• **Set task**:
Return every line below that contains the string "snow". Matching is case-sensitive.

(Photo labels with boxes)
»»

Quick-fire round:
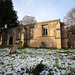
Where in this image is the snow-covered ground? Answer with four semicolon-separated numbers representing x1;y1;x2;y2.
0;48;75;75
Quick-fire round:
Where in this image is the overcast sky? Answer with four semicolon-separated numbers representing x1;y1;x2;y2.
12;0;75;22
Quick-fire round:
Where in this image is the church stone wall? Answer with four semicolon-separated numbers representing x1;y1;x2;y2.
1;19;67;49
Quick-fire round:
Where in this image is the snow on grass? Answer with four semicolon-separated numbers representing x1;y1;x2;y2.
0;48;75;75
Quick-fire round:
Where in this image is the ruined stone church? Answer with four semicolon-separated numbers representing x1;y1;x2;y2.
2;19;67;49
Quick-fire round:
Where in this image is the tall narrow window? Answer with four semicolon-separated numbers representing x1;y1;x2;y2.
30;27;34;38
18;30;20;39
42;25;48;35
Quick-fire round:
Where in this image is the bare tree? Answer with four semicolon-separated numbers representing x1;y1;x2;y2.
64;7;75;28
20;16;36;25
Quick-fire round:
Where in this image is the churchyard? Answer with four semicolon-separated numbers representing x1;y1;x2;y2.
0;48;75;75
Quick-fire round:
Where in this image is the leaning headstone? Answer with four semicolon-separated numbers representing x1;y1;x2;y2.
10;41;22;54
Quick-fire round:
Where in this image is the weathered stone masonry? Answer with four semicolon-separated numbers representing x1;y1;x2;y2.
0;19;67;49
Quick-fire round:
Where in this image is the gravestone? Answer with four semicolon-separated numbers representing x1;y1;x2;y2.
10;41;22;54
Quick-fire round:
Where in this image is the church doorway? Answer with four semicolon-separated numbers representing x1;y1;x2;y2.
9;37;13;45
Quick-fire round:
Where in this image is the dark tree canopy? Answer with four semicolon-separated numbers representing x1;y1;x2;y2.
0;0;18;32
20;16;36;25
64;7;75;33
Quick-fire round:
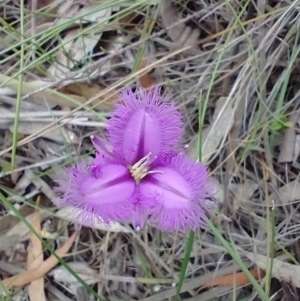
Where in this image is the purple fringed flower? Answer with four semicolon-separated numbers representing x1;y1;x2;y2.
57;88;210;230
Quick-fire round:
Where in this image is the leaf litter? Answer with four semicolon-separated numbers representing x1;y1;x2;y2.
0;0;300;301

««

• **Exercise response**:
Where in this image is the snow-covered ground? Answer with four semicolon-separated numbers representing x1;y1;x2;y2.
Where in this image is the snow on grass? Answer with four semicolon-separated numbers representing x1;y1;x2;y2.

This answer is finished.